-- START Entries provided --
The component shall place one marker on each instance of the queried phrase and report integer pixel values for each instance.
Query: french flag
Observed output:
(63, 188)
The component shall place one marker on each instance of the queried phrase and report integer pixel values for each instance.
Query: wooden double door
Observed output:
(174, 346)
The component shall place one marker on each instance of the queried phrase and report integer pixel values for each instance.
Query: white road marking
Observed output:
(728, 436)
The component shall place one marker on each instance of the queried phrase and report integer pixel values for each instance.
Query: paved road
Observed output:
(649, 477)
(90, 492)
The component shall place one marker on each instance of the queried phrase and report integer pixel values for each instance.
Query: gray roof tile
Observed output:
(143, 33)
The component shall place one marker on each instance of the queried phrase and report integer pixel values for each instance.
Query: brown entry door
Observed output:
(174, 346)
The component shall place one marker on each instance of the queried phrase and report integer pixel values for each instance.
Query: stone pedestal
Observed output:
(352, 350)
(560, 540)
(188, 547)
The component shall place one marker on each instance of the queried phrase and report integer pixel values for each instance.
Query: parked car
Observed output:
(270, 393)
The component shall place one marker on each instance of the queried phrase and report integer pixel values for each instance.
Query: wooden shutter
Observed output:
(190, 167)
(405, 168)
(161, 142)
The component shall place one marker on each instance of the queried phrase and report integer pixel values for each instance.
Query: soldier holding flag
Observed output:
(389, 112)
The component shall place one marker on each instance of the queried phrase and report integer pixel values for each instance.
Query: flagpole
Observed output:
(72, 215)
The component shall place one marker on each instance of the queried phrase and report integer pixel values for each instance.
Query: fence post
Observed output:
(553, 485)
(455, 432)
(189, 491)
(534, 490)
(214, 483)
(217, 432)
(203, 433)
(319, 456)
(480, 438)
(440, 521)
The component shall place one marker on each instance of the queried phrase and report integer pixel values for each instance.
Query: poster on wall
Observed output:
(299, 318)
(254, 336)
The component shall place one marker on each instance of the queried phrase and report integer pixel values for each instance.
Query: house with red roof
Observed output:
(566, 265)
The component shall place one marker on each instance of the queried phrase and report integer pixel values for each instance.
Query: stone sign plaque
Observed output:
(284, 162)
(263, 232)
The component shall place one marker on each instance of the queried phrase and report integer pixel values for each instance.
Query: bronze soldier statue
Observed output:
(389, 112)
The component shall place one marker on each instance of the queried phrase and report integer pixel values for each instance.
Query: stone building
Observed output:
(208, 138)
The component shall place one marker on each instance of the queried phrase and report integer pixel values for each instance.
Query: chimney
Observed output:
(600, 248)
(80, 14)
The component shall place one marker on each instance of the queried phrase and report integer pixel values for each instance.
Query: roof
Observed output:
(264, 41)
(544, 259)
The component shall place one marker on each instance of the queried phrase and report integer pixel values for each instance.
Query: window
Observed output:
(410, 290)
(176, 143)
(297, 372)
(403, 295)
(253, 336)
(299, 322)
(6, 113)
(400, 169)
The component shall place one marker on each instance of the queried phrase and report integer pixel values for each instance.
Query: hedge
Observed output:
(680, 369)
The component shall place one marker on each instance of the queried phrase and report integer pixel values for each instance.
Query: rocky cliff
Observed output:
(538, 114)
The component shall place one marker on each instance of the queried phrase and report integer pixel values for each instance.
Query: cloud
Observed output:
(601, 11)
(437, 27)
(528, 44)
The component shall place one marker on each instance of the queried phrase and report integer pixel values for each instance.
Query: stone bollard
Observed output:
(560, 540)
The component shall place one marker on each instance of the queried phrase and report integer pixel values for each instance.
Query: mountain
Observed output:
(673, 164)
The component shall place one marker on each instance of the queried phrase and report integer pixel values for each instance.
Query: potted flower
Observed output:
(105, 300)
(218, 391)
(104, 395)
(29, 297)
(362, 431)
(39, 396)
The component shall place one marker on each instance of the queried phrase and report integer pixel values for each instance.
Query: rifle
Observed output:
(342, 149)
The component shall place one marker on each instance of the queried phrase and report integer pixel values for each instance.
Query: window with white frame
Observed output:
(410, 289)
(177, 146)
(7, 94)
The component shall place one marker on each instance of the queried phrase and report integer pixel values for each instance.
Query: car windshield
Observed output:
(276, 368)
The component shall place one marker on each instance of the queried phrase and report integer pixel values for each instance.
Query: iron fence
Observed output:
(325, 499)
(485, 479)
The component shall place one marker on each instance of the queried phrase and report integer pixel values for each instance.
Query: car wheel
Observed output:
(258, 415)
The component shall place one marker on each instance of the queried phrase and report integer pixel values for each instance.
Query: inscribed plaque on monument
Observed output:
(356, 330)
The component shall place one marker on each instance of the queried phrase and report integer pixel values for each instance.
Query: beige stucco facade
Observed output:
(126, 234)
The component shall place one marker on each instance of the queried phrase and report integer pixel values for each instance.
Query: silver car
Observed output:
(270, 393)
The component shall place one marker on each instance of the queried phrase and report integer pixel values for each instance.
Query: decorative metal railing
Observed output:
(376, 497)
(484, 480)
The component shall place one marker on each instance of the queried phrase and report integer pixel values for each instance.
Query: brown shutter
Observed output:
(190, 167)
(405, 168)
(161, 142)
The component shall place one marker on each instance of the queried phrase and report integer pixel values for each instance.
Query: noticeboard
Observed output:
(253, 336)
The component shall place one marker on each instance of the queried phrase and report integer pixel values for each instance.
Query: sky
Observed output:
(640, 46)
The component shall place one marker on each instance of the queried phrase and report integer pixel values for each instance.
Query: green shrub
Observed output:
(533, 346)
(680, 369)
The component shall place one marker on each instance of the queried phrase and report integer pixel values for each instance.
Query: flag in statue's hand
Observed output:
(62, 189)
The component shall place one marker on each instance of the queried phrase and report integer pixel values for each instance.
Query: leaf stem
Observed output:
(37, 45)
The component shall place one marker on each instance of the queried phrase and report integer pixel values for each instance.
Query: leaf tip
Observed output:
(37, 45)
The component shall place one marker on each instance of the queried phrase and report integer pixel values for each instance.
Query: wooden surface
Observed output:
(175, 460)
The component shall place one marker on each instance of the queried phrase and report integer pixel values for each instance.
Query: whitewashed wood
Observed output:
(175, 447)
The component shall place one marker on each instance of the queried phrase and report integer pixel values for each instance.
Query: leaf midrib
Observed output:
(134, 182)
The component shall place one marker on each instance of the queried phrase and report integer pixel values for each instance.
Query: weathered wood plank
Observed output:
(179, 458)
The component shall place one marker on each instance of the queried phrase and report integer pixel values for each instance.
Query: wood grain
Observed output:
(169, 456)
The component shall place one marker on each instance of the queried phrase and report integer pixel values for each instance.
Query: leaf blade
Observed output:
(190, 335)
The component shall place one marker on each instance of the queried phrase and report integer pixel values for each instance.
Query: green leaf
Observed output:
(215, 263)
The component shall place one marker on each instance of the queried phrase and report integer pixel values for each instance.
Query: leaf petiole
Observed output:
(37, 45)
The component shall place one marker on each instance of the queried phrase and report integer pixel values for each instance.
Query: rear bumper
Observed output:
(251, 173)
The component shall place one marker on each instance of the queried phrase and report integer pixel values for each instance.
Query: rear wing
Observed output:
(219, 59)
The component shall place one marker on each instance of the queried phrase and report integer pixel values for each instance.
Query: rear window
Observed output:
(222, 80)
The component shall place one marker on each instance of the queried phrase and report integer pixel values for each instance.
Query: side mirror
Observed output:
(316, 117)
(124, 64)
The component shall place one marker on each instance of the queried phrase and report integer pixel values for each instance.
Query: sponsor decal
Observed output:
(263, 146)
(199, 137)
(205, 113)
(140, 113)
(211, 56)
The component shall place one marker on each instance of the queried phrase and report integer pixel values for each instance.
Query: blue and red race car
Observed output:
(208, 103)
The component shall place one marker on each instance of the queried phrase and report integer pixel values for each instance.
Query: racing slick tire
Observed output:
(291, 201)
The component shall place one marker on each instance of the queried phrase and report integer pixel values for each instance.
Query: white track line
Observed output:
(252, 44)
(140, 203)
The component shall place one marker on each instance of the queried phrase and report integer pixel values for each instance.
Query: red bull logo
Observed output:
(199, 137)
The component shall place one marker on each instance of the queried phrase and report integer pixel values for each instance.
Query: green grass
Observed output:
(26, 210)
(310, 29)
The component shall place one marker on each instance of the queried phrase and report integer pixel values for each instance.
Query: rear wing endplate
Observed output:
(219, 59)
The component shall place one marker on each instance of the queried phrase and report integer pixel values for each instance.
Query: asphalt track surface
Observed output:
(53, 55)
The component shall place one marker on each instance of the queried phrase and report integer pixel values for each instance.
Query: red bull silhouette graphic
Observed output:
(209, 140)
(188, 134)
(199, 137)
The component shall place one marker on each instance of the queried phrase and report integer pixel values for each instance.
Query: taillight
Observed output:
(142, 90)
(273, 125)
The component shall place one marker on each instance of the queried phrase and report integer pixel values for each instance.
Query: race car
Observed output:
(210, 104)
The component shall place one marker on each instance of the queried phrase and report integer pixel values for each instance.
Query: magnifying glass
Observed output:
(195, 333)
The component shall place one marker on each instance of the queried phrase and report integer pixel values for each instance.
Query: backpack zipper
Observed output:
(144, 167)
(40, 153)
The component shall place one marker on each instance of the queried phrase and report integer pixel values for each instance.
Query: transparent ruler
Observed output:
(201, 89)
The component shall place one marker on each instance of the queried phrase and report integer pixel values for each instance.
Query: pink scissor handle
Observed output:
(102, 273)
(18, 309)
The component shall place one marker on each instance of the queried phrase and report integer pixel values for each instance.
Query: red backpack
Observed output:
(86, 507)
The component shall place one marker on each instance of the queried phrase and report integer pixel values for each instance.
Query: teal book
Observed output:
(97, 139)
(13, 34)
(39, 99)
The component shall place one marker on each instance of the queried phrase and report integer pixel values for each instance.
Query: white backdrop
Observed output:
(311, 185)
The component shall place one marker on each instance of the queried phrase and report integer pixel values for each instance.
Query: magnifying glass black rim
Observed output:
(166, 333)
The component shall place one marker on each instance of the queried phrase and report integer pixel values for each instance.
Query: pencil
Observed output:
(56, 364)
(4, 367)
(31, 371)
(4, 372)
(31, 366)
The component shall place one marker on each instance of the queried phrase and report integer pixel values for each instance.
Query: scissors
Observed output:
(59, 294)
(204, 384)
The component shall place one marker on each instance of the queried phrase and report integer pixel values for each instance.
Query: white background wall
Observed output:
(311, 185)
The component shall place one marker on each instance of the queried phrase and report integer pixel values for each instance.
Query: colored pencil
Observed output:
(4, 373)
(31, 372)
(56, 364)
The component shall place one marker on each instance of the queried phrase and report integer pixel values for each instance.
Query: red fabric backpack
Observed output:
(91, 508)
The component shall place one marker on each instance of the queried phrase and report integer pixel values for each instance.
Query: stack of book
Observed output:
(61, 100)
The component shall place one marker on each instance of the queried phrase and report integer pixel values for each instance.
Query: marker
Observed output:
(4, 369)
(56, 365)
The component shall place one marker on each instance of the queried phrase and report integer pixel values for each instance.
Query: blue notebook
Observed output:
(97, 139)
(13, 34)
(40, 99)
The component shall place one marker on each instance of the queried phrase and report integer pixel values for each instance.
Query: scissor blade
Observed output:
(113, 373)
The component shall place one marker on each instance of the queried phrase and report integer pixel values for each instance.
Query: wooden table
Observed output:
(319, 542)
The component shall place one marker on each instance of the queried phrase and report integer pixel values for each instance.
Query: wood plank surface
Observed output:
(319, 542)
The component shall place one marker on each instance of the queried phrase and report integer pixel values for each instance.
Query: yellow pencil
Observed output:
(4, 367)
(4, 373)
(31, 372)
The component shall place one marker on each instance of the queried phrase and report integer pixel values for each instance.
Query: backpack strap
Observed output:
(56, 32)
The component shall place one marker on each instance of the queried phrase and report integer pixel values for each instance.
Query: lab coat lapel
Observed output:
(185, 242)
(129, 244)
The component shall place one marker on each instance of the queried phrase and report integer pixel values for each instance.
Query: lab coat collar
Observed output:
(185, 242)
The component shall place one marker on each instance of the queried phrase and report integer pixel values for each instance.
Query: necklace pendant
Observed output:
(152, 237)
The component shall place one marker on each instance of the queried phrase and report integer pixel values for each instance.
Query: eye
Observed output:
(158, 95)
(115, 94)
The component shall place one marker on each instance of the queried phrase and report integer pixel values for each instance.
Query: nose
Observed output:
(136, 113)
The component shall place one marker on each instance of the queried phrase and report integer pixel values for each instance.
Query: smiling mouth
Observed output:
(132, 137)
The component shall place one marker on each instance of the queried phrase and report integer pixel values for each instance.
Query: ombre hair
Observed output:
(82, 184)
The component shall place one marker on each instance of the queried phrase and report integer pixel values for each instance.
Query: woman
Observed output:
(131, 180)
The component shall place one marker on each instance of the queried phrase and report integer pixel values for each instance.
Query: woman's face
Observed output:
-- END Entries provided --
* Short problem
Return every line in the records above that contains the string "stone", matching case exactly.

* Solution for this task
Query: stone pedestal
Query: stone sign plaque
Query: stone building
Query: stone bollard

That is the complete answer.